Pictures don't belong in the copy; print all the records exactly.

* * * * * * * * *

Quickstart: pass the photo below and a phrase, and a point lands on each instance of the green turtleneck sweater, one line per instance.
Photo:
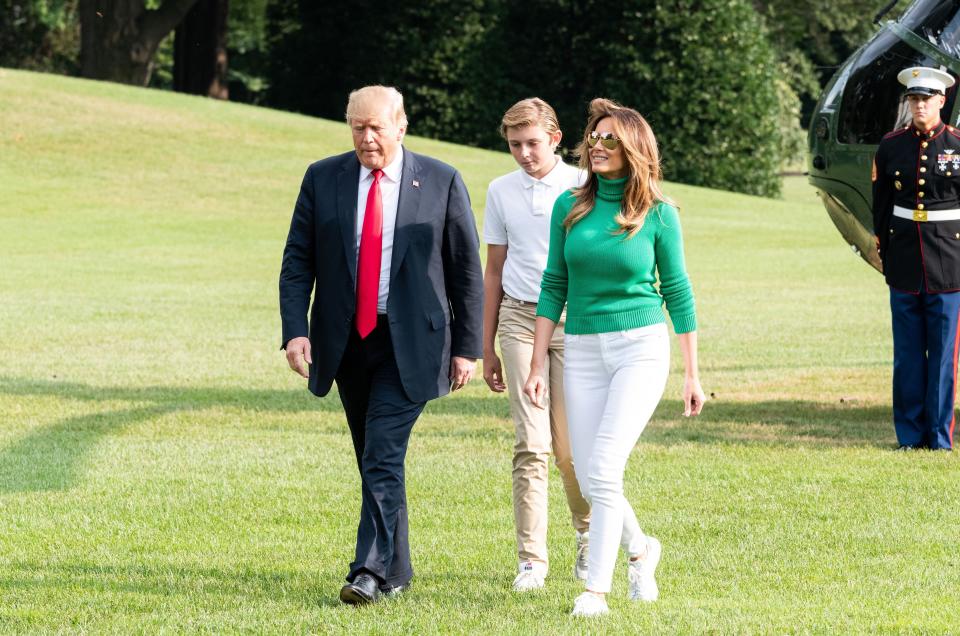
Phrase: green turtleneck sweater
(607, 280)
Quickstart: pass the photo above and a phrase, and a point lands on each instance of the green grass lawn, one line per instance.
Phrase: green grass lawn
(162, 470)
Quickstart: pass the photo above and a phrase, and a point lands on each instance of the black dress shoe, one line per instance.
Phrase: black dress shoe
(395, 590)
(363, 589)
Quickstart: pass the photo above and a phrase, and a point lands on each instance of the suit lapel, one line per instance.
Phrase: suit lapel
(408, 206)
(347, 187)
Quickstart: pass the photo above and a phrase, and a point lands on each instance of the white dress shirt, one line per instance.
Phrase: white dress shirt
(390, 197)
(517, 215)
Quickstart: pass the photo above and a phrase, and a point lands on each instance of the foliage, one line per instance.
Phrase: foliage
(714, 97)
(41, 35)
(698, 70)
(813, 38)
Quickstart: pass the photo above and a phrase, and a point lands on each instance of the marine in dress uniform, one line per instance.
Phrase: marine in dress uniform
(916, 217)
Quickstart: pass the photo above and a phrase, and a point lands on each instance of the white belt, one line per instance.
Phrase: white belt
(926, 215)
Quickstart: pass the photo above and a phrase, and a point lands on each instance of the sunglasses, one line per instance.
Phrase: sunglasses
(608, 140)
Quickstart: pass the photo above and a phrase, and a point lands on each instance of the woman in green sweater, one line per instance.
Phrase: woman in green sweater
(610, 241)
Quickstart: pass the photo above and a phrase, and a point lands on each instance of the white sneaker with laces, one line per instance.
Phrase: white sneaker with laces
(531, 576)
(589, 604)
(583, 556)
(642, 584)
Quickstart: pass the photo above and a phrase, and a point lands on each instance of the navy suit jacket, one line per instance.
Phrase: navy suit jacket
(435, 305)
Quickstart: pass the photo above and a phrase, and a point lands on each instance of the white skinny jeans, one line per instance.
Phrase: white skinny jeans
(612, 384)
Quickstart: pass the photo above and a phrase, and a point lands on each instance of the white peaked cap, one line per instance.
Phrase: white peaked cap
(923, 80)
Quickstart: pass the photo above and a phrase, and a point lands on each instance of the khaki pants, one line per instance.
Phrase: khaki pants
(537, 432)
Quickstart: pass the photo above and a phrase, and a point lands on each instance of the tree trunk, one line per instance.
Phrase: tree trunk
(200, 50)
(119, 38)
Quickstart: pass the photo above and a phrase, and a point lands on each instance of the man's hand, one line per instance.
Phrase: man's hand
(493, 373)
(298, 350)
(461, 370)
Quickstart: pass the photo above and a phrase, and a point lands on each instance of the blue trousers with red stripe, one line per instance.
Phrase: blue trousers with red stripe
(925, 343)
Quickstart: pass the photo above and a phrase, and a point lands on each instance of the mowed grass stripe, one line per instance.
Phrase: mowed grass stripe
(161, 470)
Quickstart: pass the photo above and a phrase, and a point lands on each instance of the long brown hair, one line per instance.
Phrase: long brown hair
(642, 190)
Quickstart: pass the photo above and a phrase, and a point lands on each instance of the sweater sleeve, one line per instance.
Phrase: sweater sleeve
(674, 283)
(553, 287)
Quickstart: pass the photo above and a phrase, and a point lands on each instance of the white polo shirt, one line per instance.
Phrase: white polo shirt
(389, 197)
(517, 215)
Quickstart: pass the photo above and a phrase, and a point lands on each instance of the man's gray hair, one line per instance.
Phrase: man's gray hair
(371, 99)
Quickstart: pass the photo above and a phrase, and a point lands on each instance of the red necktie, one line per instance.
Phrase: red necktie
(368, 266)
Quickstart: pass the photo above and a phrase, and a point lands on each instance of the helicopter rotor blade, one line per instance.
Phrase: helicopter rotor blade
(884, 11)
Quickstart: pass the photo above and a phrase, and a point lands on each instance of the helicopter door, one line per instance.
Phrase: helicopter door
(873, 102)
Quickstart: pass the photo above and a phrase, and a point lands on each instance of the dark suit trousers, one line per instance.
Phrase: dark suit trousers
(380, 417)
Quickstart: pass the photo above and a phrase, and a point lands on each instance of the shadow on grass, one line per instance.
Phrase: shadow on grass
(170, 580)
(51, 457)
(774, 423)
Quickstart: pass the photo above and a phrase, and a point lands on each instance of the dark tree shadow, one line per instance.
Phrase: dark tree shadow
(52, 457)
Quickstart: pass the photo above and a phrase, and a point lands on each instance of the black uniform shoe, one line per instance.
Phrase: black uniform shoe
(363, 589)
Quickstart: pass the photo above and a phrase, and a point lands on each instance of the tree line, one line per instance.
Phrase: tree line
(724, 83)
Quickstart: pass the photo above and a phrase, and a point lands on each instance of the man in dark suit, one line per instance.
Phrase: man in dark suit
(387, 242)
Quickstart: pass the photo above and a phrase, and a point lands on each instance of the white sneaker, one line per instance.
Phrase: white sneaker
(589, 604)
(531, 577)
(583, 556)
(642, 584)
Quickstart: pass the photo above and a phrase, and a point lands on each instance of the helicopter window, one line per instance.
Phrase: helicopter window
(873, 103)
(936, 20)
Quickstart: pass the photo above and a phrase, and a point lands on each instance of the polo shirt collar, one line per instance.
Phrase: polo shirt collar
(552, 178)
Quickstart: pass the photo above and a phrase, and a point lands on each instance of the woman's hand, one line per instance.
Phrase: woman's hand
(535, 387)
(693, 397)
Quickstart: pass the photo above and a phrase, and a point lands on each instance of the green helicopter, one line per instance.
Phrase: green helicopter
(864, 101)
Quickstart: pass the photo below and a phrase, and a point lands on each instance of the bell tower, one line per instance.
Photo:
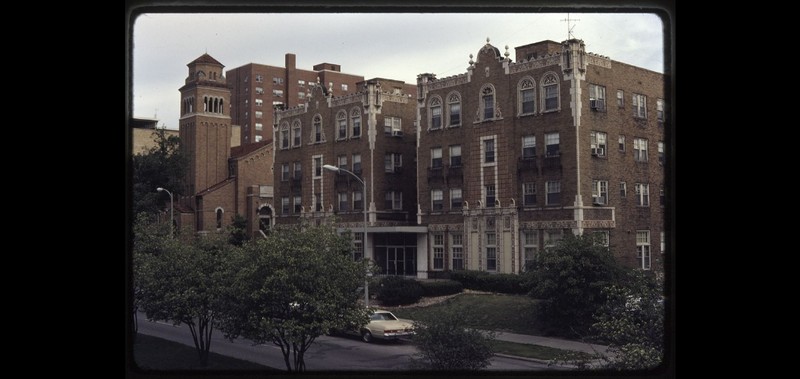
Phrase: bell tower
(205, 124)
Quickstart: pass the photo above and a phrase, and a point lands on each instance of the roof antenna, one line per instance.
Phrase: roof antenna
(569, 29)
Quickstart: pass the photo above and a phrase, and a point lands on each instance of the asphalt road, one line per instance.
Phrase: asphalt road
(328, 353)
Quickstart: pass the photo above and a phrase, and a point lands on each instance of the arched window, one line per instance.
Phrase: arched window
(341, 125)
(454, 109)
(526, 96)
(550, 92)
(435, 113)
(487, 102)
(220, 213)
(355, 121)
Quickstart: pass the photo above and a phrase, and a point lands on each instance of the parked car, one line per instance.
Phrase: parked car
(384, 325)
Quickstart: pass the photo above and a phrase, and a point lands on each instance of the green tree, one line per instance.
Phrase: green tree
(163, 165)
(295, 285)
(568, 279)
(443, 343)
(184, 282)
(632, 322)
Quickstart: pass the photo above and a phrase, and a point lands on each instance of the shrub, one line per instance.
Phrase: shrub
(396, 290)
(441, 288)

* * * * * * * * *

> RESPONSE TO THE TASK
Quickstart: pass the photo below and a phrase, and a point lands on each instance of the green turtleneck sweater, one line per instance.
Photo:
Phrase: green turtleneck sweater
(607, 280)
Quickstart: pass the photo above and a phrase, and a point lands on each instance of the green grass lawn, one line per instance.
Phrase: green grass lawn
(162, 470)
Quickstart: pass the photo above and a phrase, and a point lands on each instance of the black dress shoe, one line per instance.
Phrase: black dress shoe
(395, 590)
(363, 589)
Quickstart: pass the photo above and a phrase, and a point lands on each instance of the suit lapel, one line per instance.
Phrase: suit lapel
(408, 206)
(347, 187)
Quickstart: pass the photo above and a phrase, and a point lands on each instance of the white dress shirt, one line per instance.
Phrase: white dress shirt
(390, 197)
(517, 215)
Quickstart: pass the photo above and a phrase, and a point lands on each instance of the foliage, one line per instance.
Phrase: foliage
(714, 97)
(41, 35)
(698, 70)
(813, 38)
Quickstart: pass the photo above and a phrase, and a point lands on each instance of the marine in dress uniform, one line per instance.
Phrase: marine in dress uniform
(916, 217)
Quickstart: pass the photo above and a phrase, and a point lands on each instance of the white belt, one line per instance.
Phrase: white belt
(926, 215)
Quickstart: pass the photo above and a phrase, and a point lands on each instance of the sunglasses, one line per instance.
Phrase: sunglasses
(608, 140)
Quickstart: pass the photo above and a phrase, and a point lands on each instance of the woman in green sweater, one line per instance.
Phrase: woman in green sweater
(610, 241)
Quickstart: pass the photo above and a phrase, and a point lands on each instance of the white sneaker with laces, one line per instance.
Phrase: white sneaker with laces
(531, 576)
(589, 604)
(583, 556)
(642, 584)
Quickstart: pass the photo above and a phrase, and a point lands on each instance of the navy suit jacket, one line per instance.
Phrase: navy suit jacket
(435, 305)
Quickstart: pass the photo above and a phrase, and a point lands on each instance of the white skinny jeans, one line per instance.
Phrase: white skinny jeans
(612, 384)
Quickstart: pass the photo above and a phrase, and a point lands on each instance of the white peaked cap, one line per instance.
Phrase: white peaked cap
(923, 80)
Quickstart: pass the photo above and a phrase, and a point lands on each instance of the khaki pants, one line per instance.
Phrase: khaki pants
(537, 432)
Quickstart: pass the photo above and a phrase, and a point lands on each instance of the tree trunk, one line per instance.
Phrase: tree trunk
(200, 50)
(119, 38)
Quickstart: pass the photo above and a phrase, and a point lands on each instance of the man's hand, one line per instance.
Phrase: man's hand
(493, 373)
(298, 350)
(461, 370)
Quickstart: pass the photo above and a phrase, and a point lands on each instance of the blue trousers with red stripe, one line per instance.
Phrase: blue trousers with red stripe
(925, 343)
Quickstart: pass the photo above and a phrase, and a point lands on each instance of the mowed grass stripe, one line per instance.
Phrase: mowed grass stripe
(161, 470)
Quickstart: pass the photo above and a phrase, and a point lands on each instance of the long brown hair, one line per instance.
Phrase: long brown hair
(642, 190)
Quickstart: pass the photo above and a phrase, and a point lands on each instance of the sweater sleeve, one line per instance.
Phrase: sweater sleeve
(674, 283)
(553, 287)
Quickstart: pass the photo above and a phrase, and a point lands on each instance of the white polo shirt, one line per instance.
Phrase: white polo shirt
(389, 197)
(517, 215)
Quickstart: pass the photo above and a phrase, and a point lands on each instance of the man's gray hair, one line per instance.
Phrase: man's gray hair
(371, 99)
Quickstart: pass the photo above and a phrase, and a point lands on each instance of the red necktie, one line per instance.
Phrase: red necktie
(368, 266)
Quickstart: pass the photo above and a phrase, and a point lands on each instance of the helicopter rotor blade, one line per instance.
Phrase: helicopter rotor blade
(884, 11)
Quickstart: pass the photo above and a phrase, and a point lands on each instance of the helicopter door, one line per instance.
Phrase: helicopter door
(873, 102)
Quickstart: pass the photo above and a phrase, and a point lands on each instance of the dark suit trousers, one line per instance.
Phrase: dark suit trousers
(380, 417)
Quickstart: pass the photo above and a phrase, and a point lands on each instance of the shadow on grass, one line per instance.
Phrase: shadow on grass
(170, 580)
(51, 457)
(774, 423)
Quickstart: pass the photo above and a phrase, and a point lands on each instance of the dark tree shadow, one line per instance.
Phrase: dark tree shadow
(52, 457)
Quickstart: pass the photo above and a phrase, and a point lands on each instance of the black uniform shoe, one line per instance.
Phrase: black uniform shoe
(363, 589)
Quickstart: pass the photo above and a phrase, and a point lands on each instance of the tree line, one line per instance.
Phrase: tree line
(724, 83)
Quickstart: pass the photo above and a phrase, and a point lands on each instance of the man in dark suit, one line per instance.
Phrase: man in dark suit
(387, 242)
Quickstart: pass the photo above and a phrase, and a point lands on each instance of the white sneaker, one line per instance.
Phrase: white sneaker
(589, 604)
(531, 577)
(583, 556)
(642, 584)
Quickstart: pass the photo above and a phrase, and a point lands on each instance of the helicopter window, one line per instance.
Phrase: helicopter window
(873, 103)
(936, 20)
Quickstart: pass the photo above and a phrase, and a point lands on each instance of the polo shirt collar, one line per instance.
Phrase: polo shirt collar
(552, 178)
Quickstart: pass the photo above and a phrase, and a point lands on each instance of the woman's hand, one line per instance.
Phrase: woman's hand
(535, 387)
(693, 397)
Quickstart: pass the photo above and a phrase, and a point lands on each instance of the green helicopter, one line per instance.
Phrase: green helicopter
(864, 101)
Quickstart: pass the photo below and a phrase, and a point lands on each instance of the bell tower, one line per instance.
Photo:
Phrase: bell tower
(205, 124)
Quickstart: pass the photo above and a phrase, and a point lands on each instance of the roof antenna, one line per instance.
Phrase: roof antenna
(569, 29)
Quickstart: pass the photo above and a phrase, and a point lands on each instance of the asphalt road, one line per instance.
Phrase: asphalt road
(328, 353)
Quickstart: pass the photo above and a phrase, and a point lands on each instance of the arched window, one line per instance.
Phrase: arched window
(341, 125)
(454, 109)
(526, 96)
(550, 92)
(435, 113)
(487, 102)
(220, 213)
(355, 121)
Quickstart: pass the photo above and a phrase, and a point lands on each instance of the parked car, one line per instance.
Phrase: parked car
(384, 325)
Quickstart: pass the photo above and a phrase, and a point lands on each instance of the green tree, one line per instance.
Phrase: green tree
(163, 165)
(295, 285)
(568, 279)
(443, 343)
(184, 282)
(632, 322)
Quickstart: pass the photo above and a phrase, and a point lands on each instance of the shrub, one line per instance.
Phrase: shrub
(396, 290)
(441, 288)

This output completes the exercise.